Start
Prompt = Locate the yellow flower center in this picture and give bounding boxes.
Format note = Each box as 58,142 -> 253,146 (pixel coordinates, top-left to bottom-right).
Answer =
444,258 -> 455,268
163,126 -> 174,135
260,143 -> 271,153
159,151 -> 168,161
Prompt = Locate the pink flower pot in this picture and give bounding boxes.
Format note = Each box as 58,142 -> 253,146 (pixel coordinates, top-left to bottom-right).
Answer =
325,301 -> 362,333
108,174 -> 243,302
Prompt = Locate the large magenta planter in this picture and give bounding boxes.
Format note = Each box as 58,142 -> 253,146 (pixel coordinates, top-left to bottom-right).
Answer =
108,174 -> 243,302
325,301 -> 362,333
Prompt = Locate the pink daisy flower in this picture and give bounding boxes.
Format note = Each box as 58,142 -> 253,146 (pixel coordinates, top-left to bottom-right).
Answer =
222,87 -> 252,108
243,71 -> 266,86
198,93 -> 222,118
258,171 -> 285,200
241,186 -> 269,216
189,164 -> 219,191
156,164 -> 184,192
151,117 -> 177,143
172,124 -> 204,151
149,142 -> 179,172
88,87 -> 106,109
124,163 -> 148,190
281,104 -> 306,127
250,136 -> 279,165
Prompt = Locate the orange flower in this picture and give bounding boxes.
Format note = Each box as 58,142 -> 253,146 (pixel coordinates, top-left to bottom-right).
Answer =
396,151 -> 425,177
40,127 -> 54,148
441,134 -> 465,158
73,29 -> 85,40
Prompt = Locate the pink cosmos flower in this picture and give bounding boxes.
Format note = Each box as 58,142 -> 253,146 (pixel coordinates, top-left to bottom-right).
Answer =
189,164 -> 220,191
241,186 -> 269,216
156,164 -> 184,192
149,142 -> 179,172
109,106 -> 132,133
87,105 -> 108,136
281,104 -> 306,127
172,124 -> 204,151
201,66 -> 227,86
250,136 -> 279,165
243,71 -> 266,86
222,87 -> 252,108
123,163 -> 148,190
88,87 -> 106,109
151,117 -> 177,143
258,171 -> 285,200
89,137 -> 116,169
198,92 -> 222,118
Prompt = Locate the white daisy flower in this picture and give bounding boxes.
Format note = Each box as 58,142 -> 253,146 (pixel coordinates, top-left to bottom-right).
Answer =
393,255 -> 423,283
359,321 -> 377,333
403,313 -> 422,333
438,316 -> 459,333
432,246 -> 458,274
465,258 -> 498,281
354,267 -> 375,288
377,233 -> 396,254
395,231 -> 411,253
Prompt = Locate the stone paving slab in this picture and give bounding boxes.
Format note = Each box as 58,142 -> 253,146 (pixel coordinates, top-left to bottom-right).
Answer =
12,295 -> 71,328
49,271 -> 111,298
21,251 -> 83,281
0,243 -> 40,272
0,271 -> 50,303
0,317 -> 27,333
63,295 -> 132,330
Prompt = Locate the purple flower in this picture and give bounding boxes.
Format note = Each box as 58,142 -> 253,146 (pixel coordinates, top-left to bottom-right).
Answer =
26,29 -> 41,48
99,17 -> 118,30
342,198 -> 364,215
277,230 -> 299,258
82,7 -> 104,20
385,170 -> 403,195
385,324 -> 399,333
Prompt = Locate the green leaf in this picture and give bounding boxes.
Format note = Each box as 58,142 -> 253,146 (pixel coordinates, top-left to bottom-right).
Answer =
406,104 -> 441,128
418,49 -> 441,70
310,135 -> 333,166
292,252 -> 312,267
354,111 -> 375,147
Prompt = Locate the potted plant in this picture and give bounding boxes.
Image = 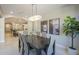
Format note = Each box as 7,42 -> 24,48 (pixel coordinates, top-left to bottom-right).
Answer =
63,16 -> 79,55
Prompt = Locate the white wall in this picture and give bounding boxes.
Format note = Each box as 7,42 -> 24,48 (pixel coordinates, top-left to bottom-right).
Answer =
0,18 -> 5,43
31,5 -> 79,54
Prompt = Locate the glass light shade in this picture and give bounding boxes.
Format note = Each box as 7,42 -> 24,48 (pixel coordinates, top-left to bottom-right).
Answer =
29,15 -> 42,21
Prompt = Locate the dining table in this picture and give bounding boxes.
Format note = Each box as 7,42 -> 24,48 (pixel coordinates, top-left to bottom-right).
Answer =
19,32 -> 50,55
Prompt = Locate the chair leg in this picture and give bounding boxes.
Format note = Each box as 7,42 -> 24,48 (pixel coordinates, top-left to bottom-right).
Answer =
18,40 -> 21,52
22,44 -> 25,55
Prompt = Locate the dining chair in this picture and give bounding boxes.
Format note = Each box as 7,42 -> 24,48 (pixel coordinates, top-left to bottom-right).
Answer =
47,36 -> 56,55
22,34 -> 29,55
18,33 -> 24,55
43,36 -> 51,55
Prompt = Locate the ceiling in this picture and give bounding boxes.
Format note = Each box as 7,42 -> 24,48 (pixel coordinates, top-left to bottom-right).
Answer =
0,4 -> 73,23
0,4 -> 68,17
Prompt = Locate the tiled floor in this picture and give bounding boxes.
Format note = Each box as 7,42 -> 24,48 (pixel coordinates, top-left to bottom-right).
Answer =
0,33 -> 19,55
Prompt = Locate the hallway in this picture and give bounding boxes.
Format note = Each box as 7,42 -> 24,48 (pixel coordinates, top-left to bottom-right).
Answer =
0,33 -> 19,55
End
• [What to do] Format every line of the material above as a Markdown table with the columns "Row" and "Line", giving each line a row number and skipping blank lines. Do not include the pictures.

• [Full output]
| Row | Line |
|---|---|
| 1 | Prompt = Locate the yellow flower center in this picture and give bounding boxes. |
| 2 | Format note = Each box as 58,142 -> 253,146 (pixel coordinates, top-left to bottom-right). |
| 3 | Answer = |
| 4 | 444,258 -> 455,268 |
| 5 | 163,126 -> 174,135 |
| 6 | 260,143 -> 271,153 |
| 7 | 159,151 -> 168,161 |
| 8 | Prompt = Locate the pink flower pot in this picture and give bounding boxes. |
| 9 | Format note = Each box as 58,142 -> 253,146 (pixel coordinates, top-left to bottom-right). |
| 10 | Answer = |
| 11 | 325,301 -> 362,333 |
| 12 | 108,174 -> 243,302 |
| 13 | Prompt = Locate the large magenta planter in this picture and give bounding boxes. |
| 14 | Format note = Each box as 58,142 -> 253,146 (pixel coordinates, top-left to bottom-right). |
| 15 | Answer = |
| 16 | 108,174 -> 243,302 |
| 17 | 325,301 -> 362,333 |
| 18 | Prompt = Locate the pink daisy flower in this picture and give bounding boxes. |
| 19 | Format note = Each box as 58,142 -> 253,146 (pixel coordinates, top-left to bottom-right). |
| 20 | Answer = |
| 21 | 222,87 -> 252,108 |
| 22 | 243,71 -> 266,86 |
| 23 | 198,93 -> 222,118 |
| 24 | 258,171 -> 285,200 |
| 25 | 241,186 -> 269,216 |
| 26 | 189,164 -> 219,191 |
| 27 | 156,164 -> 184,192 |
| 28 | 151,117 -> 177,143 |
| 29 | 172,124 -> 204,151 |
| 30 | 149,142 -> 179,172 |
| 31 | 88,87 -> 106,109 |
| 32 | 124,163 -> 148,190 |
| 33 | 281,104 -> 306,127 |
| 34 | 250,136 -> 279,165 |
| 35 | Prompt = Locate the orange flower in this picture and give bounding boxes. |
| 36 | Format note = Each box as 58,142 -> 253,146 (pixel coordinates, top-left to bottom-right). |
| 37 | Answer = |
| 38 | 396,151 -> 425,177 |
| 39 | 40,127 -> 54,148 |
| 40 | 441,134 -> 465,158 |
| 41 | 73,29 -> 85,40 |
| 42 | Prompt = Locate the pink cosmos flower in this picture and give bounding boxes. |
| 43 | Format note = Each box as 58,142 -> 253,146 (pixel coordinates, top-left to bottom-right). |
| 44 | Answer = |
| 45 | 189,164 -> 220,191 |
| 46 | 241,186 -> 269,216 |
| 47 | 156,164 -> 184,192 |
| 48 | 149,142 -> 179,172 |
| 49 | 109,106 -> 132,133 |
| 50 | 87,105 -> 108,136 |
| 51 | 281,104 -> 306,127 |
| 52 | 172,124 -> 204,151 |
| 53 | 201,66 -> 227,86 |
| 54 | 250,136 -> 279,165 |
| 55 | 243,71 -> 266,86 |
| 56 | 222,87 -> 252,108 |
| 57 | 123,163 -> 148,190 |
| 58 | 88,87 -> 106,109 |
| 59 | 151,117 -> 177,143 |
| 60 | 258,171 -> 285,200 |
| 61 | 89,137 -> 116,169 |
| 62 | 198,92 -> 222,118 |
| 63 | Prompt = Locate the white daisy flower in this picture and give bounding boxes. |
| 64 | Format note = Each box as 58,142 -> 253,146 (pixel coordinates, top-left to bottom-right). |
| 65 | Answer = |
| 66 | 393,255 -> 423,283 |
| 67 | 359,321 -> 377,333 |
| 68 | 403,313 -> 422,333 |
| 69 | 438,316 -> 459,333 |
| 70 | 432,246 -> 458,274 |
| 71 | 465,258 -> 498,281 |
| 72 | 354,267 -> 375,288 |
| 73 | 377,233 -> 396,254 |
| 74 | 395,231 -> 411,253 |
| 75 | Prompt = Locate the stone paving slab in this picture and give bounding boxes. |
| 76 | Format note = Each box as 58,142 -> 253,146 (pixel coordinates, top-left to bottom-right). |
| 77 | Answer = |
| 78 | 12,295 -> 71,328 |
| 79 | 49,271 -> 111,298 |
| 80 | 21,251 -> 83,281 |
| 81 | 0,243 -> 40,272 |
| 82 | 0,271 -> 50,303 |
| 83 | 0,317 -> 27,333 |
| 84 | 63,295 -> 132,330 |
| 85 | Prompt = Locate the purple flower in this picture and give bounding boxes. |
| 86 | Format note = Each box as 58,142 -> 253,146 (pixel coordinates, top-left to bottom-right). |
| 87 | Answer = |
| 88 | 26,29 -> 41,48 |
| 89 | 99,17 -> 118,30 |
| 90 | 342,198 -> 364,215 |
| 91 | 277,230 -> 299,258 |
| 92 | 82,7 -> 104,20 |
| 93 | 385,170 -> 403,195 |
| 94 | 385,324 -> 399,333 |
| 95 | Prompt = Locate the green leaf in this picture and give bounding boxes. |
| 96 | Format note = Each box as 58,142 -> 253,146 (pixel coordinates, top-left to bottom-right). |
| 97 | Answer = |
| 98 | 406,104 -> 441,128 |
| 99 | 418,49 -> 441,70 |
| 100 | 310,135 -> 333,166 |
| 101 | 292,252 -> 312,267 |
| 102 | 354,111 -> 375,147 |
| 103 | Prompt = Locate the potted plant in this picture and give bounding boxes. |
| 104 | Image =  |
| 105 | Format note = Each box as 7,42 -> 24,48 (pixel coordinates, top-left to bottom-right). |
| 106 | Answer = |
| 107 | 63,16 -> 79,55 |
| 108 | Prompt = Locate the white wall in this picture and give bounding boxes. |
| 109 | Format note = Each box as 7,42 -> 24,48 (pixel coordinates, top-left to bottom-right). |
| 110 | Answer = |
| 111 | 0,18 -> 5,43 |
| 112 | 31,5 -> 79,54 |
| 113 | Prompt = Locate the glass light shade in this picture and give bounding boxes. |
| 114 | Format note = Each box as 7,42 -> 24,48 (pixel coordinates, top-left to bottom-right). |
| 115 | Answer = |
| 116 | 29,15 -> 42,21 |
| 117 | Prompt = Locate the dining table in this picture and give bounding boxes. |
| 118 | Format note = Each box as 7,42 -> 24,48 (pixel coordinates, top-left to bottom-right). |
| 119 | Answer = |
| 120 | 19,32 -> 50,55 |
| 121 | Prompt = Locate the chair leg in this picture and give bounding boxes. |
| 122 | Format note = Each box as 7,42 -> 24,48 (pixel coordinates, top-left to bottom-right). |
| 123 | Answer = |
| 124 | 18,40 -> 21,52 |
| 125 | 22,44 -> 25,55 |
| 126 | Prompt = Locate the dining chair in this picture and give bounding boxes. |
| 127 | Format note = Each box as 7,42 -> 24,48 (pixel coordinates, top-left to bottom-right). |
| 128 | Answer = |
| 129 | 47,36 -> 56,55 |
| 130 | 22,34 -> 29,55 |
| 131 | 18,33 -> 24,55 |
| 132 | 43,36 -> 51,55 |
| 133 | Prompt = Locate the ceiling in this picture and give bounding boxes. |
| 134 | Format note = Each box as 7,42 -> 24,48 (pixel coordinates, top-left to bottom-right). |
| 135 | Answer = |
| 136 | 0,4 -> 73,23 |
| 137 | 0,4 -> 68,17 |
| 138 | Prompt = Locate the tiled floor in this picture and give bounding boxes. |
| 139 | Format note = Each box as 7,42 -> 24,48 (pixel coordinates, top-left to bottom-right). |
| 140 | Answer = |
| 141 | 0,33 -> 19,55 |
| 142 | Prompt = Locate the hallway in this picture and give bounding boxes. |
| 143 | Format note = Each box as 7,42 -> 24,48 (pixel coordinates, top-left to bottom-right). |
| 144 | Answer = |
| 145 | 0,33 -> 19,55 |